- _REQUIRED ACTION_: Line by line, transcribe the listing below exactly.

+===+

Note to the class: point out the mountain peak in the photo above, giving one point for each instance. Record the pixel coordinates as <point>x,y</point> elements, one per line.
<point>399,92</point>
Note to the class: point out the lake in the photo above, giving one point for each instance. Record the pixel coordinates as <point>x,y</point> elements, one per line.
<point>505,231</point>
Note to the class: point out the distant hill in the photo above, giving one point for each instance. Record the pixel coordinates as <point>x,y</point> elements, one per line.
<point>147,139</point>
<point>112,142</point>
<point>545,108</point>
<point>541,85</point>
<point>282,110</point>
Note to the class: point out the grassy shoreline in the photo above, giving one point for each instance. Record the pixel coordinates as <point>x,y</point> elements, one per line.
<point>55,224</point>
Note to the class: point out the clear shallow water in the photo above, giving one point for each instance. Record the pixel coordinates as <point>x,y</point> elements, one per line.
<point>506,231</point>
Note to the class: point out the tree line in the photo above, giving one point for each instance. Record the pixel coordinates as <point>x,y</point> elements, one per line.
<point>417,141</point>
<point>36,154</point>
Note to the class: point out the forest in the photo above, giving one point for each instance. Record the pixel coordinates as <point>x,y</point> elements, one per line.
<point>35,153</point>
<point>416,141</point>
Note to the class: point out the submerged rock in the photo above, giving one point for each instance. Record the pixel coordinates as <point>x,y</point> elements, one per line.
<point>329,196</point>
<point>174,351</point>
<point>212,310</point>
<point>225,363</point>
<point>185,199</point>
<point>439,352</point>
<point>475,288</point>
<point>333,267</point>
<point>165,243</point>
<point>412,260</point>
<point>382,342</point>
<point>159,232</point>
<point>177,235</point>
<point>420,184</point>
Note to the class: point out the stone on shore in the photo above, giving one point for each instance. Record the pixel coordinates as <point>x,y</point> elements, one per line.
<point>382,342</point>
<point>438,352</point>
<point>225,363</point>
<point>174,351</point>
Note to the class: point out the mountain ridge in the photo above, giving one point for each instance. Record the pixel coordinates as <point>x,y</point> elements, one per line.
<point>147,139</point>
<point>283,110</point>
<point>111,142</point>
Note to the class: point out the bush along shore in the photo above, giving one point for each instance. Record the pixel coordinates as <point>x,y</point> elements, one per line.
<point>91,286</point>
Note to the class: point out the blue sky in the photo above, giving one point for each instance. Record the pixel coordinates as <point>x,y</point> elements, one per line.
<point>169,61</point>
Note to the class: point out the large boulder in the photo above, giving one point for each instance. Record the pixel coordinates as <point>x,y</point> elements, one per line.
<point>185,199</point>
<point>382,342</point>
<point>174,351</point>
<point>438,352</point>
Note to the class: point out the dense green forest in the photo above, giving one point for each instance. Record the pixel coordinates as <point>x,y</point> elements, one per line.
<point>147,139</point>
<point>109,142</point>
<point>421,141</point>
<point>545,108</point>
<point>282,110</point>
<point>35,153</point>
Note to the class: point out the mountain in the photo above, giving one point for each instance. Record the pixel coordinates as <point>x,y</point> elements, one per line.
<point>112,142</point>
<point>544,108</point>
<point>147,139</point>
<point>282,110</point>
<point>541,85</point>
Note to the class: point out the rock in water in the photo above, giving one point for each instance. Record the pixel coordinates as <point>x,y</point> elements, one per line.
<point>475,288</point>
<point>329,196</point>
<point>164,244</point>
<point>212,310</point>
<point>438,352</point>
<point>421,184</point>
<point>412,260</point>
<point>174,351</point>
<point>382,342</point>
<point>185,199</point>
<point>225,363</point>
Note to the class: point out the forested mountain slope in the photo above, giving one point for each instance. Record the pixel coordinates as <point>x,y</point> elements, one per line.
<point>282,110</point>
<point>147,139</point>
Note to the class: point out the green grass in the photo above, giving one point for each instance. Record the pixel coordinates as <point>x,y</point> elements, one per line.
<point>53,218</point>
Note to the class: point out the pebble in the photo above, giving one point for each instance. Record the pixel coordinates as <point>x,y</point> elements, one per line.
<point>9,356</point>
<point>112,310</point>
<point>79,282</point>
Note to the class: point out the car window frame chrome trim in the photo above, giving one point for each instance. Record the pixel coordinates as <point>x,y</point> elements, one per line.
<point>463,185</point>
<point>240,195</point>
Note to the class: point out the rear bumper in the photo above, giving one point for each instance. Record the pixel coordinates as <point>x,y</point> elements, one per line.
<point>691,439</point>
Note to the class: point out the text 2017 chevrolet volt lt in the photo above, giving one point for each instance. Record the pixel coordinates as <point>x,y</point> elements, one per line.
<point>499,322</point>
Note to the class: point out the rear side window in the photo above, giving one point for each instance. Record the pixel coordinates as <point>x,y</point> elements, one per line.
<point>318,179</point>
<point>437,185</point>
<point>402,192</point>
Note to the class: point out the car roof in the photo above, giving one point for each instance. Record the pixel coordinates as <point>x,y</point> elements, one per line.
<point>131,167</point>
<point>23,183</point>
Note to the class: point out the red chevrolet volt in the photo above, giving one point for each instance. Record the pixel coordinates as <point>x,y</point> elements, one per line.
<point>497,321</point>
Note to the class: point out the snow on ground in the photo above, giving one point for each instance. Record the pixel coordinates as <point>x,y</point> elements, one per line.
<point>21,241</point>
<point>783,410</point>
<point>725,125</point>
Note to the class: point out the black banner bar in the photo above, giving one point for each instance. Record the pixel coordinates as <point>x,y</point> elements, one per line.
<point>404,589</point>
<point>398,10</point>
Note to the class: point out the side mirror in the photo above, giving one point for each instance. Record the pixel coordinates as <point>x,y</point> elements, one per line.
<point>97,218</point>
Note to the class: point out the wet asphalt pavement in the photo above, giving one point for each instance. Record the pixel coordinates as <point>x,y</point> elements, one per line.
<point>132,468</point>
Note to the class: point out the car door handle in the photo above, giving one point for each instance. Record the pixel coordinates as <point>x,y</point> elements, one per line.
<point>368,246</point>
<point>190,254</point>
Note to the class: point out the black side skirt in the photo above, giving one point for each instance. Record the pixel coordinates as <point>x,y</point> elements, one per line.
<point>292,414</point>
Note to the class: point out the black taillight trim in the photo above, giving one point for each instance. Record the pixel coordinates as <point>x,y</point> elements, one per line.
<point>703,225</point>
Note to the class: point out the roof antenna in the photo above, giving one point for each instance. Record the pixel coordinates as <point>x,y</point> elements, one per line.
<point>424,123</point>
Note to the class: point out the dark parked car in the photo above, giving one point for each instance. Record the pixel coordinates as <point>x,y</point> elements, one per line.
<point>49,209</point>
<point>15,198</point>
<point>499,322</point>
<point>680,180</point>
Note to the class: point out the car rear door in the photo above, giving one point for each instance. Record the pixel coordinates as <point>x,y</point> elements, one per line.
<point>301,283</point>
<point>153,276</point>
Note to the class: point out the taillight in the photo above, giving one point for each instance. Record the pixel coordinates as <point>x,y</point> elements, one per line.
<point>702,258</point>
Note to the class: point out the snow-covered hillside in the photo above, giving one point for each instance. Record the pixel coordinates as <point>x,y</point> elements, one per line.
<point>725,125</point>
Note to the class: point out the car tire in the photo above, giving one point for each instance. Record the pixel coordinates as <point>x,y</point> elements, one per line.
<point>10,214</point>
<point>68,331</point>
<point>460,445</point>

+===+

- _TASK OUTPUT_:
Note to the class: point out the mountain peak in the photo above, giving one point for each instance. Record the pixel coordinates as <point>x,y</point> elements, one per line.
<point>399,92</point>
Note to the class: point out the lake in the photo above, giving one point for each instance. Record the pixel coordinates as <point>x,y</point> elements, one per line.
<point>505,231</point>
Note to the class: point out the distant hill in the photo above, giving one point for each instance. Record the pixel coordinates as <point>x,y</point> elements, one per line.
<point>147,139</point>
<point>112,142</point>
<point>545,108</point>
<point>541,85</point>
<point>282,110</point>
Note to the class: point out the grassy shoreline in the photo above, giving one point for each instance. Record the pixel coordinates as <point>x,y</point> elements, one per line.
<point>55,224</point>
Note to the class: point out the clear shallow water in the photo above, giving one point for each instance. Record the pixel coordinates as <point>x,y</point> elements, one per line.
<point>506,231</point>
Note to the class: point out the tree line in the photo above, giving one point for each instance. Record the pixel coordinates as <point>x,y</point> elements, one per line.
<point>417,141</point>
<point>36,154</point>
Note to the class: point out the forest in the photo above, giving one point for each instance. Record the pixel coordinates as <point>x,y</point> elements, one per line.
<point>35,153</point>
<point>416,141</point>
Note to the class: point out the submerged rock in the photo above, giving one point for each instance. Record the pixel coordinates as <point>x,y</point> elements, one per line.
<point>329,196</point>
<point>174,351</point>
<point>212,310</point>
<point>225,363</point>
<point>185,199</point>
<point>439,352</point>
<point>475,288</point>
<point>333,267</point>
<point>165,243</point>
<point>412,260</point>
<point>382,342</point>
<point>159,232</point>
<point>177,235</point>
<point>420,184</point>
Note to the class: point out the stone on shore in the photo above, giving one point for each instance. Record the pixel coordinates as <point>x,y</point> elements, one per line.
<point>382,342</point>
<point>438,352</point>
<point>225,363</point>
<point>174,351</point>
Note to the class: point out the mountain ridge in the photo above, giving one point for each instance. Record the pixel coordinates as <point>x,y</point> elements, one per line.
<point>147,139</point>
<point>283,110</point>
<point>111,142</point>
Note to the class: point out the bush along shore in the photo above, giving one point for each instance. Record the pixel coordinates as <point>x,y</point> elements, one per line.
<point>91,286</point>
Note to the class: point out the blue sky in the photo above, giving one point for each instance. Record the pixel coordinates as <point>x,y</point> elements, one per line.
<point>169,61</point>
Note to the class: point out the large boulder in the photo above, giving one point for each instance. Record the pixel coordinates as <point>x,y</point> elements, one per line.
<point>185,199</point>
<point>382,342</point>
<point>174,351</point>
<point>438,352</point>
Note to the class: point out the dense green forest in the photo above, giving one point for each instance. Record the pixel coordinates as <point>x,y</point> elements, one per line.
<point>147,139</point>
<point>109,142</point>
<point>421,141</point>
<point>545,108</point>
<point>282,110</point>
<point>35,153</point>
Note to the class: point out the mountain in the photo above, giving one point for each instance. Record the pixel coordinates as <point>x,y</point> elements, one per line.
<point>112,142</point>
<point>544,108</point>
<point>147,139</point>
<point>282,110</point>
<point>541,85</point>
Note to the class: point out the rock in water in the photo above, giving one point for each instance. Record the pixel coordinates as <point>x,y</point> elements, one per line.
<point>475,288</point>
<point>329,196</point>
<point>164,244</point>
<point>212,310</point>
<point>438,352</point>
<point>421,184</point>
<point>412,260</point>
<point>174,351</point>
<point>382,342</point>
<point>185,199</point>
<point>225,363</point>
Note to the class: point out the forested mountain slope in the photo above, giving one point for each instance. Record the pixel coordinates as <point>x,y</point> elements, one per line.
<point>282,110</point>
<point>147,139</point>
Note to the class: point out the green grass in the photo above, giving one point for each instance. Record the pixel coordinates as <point>x,y</point> elements, one per line.
<point>53,218</point>
Note to the class: point out the pebble in the photo above, giving one point for each instance. Record the pixel coordinates as <point>x,y</point> elements, one per line.
<point>9,356</point>
<point>112,310</point>
<point>79,282</point>
Note to the class: point out the car window frame chrome trim in the photo above, giving one point for each instance. Record the pixel coordinates as <point>x,y</point> elements, one per line.
<point>463,185</point>
<point>240,195</point>
Note to the class: point out the rear bumper in the photo above, giving one point for each instance. Record the pixel coordinates as <point>x,y</point> elements, one per line.
<point>691,439</point>
Note to the class: point out the text 2017 chevrolet volt lt in the photo above, giving one point for each instance. Record the pixel coordinates as <point>x,y</point> elements, one per line.
<point>499,322</point>
Note to the class: point out the rear side window in the photo above, giving one point for each instance. Record the pixel coordinates as <point>x,y</point> elements, one per line.
<point>318,179</point>
<point>437,185</point>
<point>402,192</point>
Note to the class: point out the car roof in the photo above, giving one point for each instance. Record the pixel coordinates as <point>x,y</point> elements, one per line.
<point>131,167</point>
<point>23,183</point>
Note to the class: point out the red chevrolet volt in the photo above, giving one point for each instance. Record the pixel coordinates as <point>x,y</point> elements, one per line.
<point>497,321</point>
Note to the class: point out the snow on ground in the photo above, giving one point for each instance. Record the pixel coordinates as <point>x,y</point> elements, one per line.
<point>21,241</point>
<point>783,410</point>
<point>725,125</point>
Note to the class: point out the black banner bar in the photo above, giving one point for each instance. Record the pixel coordinates as <point>x,y</point> elements, one per line.
<point>404,589</point>
<point>398,10</point>
Note to the class: point out the side mirror in the photo above, giving one point for each instance. Record the pixel coordinates as <point>x,y</point> elements, one per line.
<point>97,218</point>
Note to the class: point out the wet asphalt pavement in the photo above, giving one point for each instance. Record the pixel coordinates as <point>x,y</point> elements, one per line.
<point>132,468</point>
Note to the class: point out the car door handle in the photo above, giving one point for each instance. Record the pixel coordinates as <point>x,y</point> elements, one per line.
<point>368,246</point>
<point>190,254</point>
Note to the class: point out the black side skirt in the photo above, giving one point for each instance. Record the pixel coordinates as <point>x,y</point> elements, one per line.
<point>292,414</point>
Note to the class: point out the black taillight trim in the photo above, giving one point for each instance. Record the pixel coordinates as <point>x,y</point> elements, one per line.
<point>703,225</point>
Note to the class: point out the roof antenna in the photo above, giving one point for each instance. Record the pixel coordinates as <point>x,y</point> elements, one per line.
<point>424,123</point>
Note to the class: point out the dark parked car in the photo above, giving one point for each instance. Record the pixel coordinates as <point>x,y</point> elements, one per line.
<point>49,209</point>
<point>15,198</point>
<point>499,322</point>
<point>680,180</point>
Note to the class: point out the car rear door in the photo above, giving one point for each instance. Record the pixel coordinates as <point>x,y</point> elements, one per line.
<point>301,283</point>
<point>153,276</point>
Note to the class: point out the taillight in the photo above, giving one point for each instance. Record the pixel coordinates as <point>x,y</point> elements, one per line.
<point>702,258</point>
Note to the class: point out the snow-covered hillside in the photo above, giving one point for each instance. Record the pixel coordinates as <point>x,y</point> elements, one per line.
<point>725,125</point>
Note to the class: point out the car tire in the photo above, giving one point for each instance. Record the pixel coordinates as <point>x,y</point> elements, one per line.
<point>10,214</point>
<point>68,331</point>
<point>460,445</point>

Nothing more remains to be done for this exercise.